:: EXERCISE DATA ::
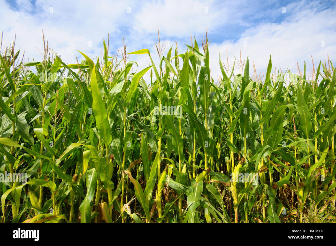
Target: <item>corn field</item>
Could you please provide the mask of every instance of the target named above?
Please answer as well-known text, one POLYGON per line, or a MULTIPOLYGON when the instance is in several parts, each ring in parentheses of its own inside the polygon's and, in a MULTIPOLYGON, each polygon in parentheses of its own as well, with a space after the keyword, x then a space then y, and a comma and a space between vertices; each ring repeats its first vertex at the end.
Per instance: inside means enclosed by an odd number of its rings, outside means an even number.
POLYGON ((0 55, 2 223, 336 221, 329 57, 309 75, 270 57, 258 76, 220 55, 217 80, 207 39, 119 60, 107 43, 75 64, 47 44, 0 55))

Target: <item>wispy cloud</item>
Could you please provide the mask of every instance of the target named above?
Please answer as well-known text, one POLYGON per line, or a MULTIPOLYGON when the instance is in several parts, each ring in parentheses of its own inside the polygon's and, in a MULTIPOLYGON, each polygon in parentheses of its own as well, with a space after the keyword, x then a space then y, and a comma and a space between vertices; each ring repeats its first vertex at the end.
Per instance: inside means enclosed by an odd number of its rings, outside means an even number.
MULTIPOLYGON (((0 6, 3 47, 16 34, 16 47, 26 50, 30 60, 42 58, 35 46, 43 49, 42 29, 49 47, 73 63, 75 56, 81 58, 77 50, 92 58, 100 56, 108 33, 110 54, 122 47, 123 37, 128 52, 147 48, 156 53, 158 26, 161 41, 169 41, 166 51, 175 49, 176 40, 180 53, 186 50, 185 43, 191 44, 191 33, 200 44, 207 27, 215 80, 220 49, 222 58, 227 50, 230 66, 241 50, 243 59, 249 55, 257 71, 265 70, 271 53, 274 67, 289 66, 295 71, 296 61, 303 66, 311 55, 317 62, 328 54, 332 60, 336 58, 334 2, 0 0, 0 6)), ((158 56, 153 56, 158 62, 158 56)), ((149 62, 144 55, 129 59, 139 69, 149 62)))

* * *

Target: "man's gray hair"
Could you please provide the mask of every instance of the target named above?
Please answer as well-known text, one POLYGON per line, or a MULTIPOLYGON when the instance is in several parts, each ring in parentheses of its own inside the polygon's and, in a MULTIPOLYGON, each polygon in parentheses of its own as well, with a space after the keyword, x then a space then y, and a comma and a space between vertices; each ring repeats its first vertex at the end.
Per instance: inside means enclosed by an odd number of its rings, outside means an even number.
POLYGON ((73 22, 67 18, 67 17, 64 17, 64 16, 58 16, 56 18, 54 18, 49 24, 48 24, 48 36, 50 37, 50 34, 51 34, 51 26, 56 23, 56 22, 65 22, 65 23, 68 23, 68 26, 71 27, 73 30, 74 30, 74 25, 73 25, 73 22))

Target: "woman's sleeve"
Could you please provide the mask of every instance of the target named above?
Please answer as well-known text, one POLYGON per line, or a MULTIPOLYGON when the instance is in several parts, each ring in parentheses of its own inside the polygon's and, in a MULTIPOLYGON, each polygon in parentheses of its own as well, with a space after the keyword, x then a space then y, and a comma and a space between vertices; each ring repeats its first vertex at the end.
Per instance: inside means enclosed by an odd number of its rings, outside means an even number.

* * *

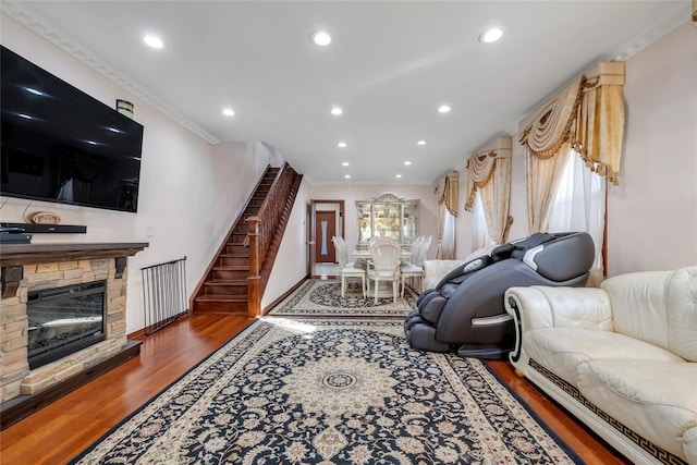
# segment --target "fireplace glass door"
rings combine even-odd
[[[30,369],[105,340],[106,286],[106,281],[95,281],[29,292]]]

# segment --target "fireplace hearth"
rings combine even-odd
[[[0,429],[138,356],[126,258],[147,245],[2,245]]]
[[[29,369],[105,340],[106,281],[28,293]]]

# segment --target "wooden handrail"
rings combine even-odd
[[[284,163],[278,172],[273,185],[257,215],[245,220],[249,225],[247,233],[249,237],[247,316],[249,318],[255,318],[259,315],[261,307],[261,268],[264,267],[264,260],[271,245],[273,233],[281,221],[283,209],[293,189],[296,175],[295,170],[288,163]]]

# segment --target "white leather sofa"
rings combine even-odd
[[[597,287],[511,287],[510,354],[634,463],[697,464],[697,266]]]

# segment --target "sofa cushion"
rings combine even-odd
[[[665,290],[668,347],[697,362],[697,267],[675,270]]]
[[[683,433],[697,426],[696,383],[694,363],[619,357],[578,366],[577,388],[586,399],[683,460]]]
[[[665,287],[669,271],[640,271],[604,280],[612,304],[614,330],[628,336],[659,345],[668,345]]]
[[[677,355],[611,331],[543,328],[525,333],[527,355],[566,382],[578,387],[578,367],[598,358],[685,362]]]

:: GIVEN REQUEST ::
Reproduce verbatim every line from the one containing "Target: <item>corn field</item>" down to the one containing "POLYGON ((0 55, 2", both included.

:: WRITTEN RESPONSE ::
Target: <item>corn field</item>
Could you please provide the mask of every instance of the target named above?
Please answer as well-known text, one POLYGON per line, or a MULTIPOLYGON when the instance is in several parts, each ring in parentheses of its own inside the polygon's and, in a MULTIPOLYGON, each polygon in parentheses of its own as well, with a space after the keyword, x then a space then y, and a comma and a space between vertices; each ring repeats its first vertex at the end.
Per instance: inside means enclosed by an odd number of its rings, outside means an even number.
POLYGON ((0 55, 2 223, 336 221, 329 57, 309 75, 270 57, 258 76, 220 55, 217 80, 207 39, 119 60, 107 43, 75 64, 47 44, 0 55))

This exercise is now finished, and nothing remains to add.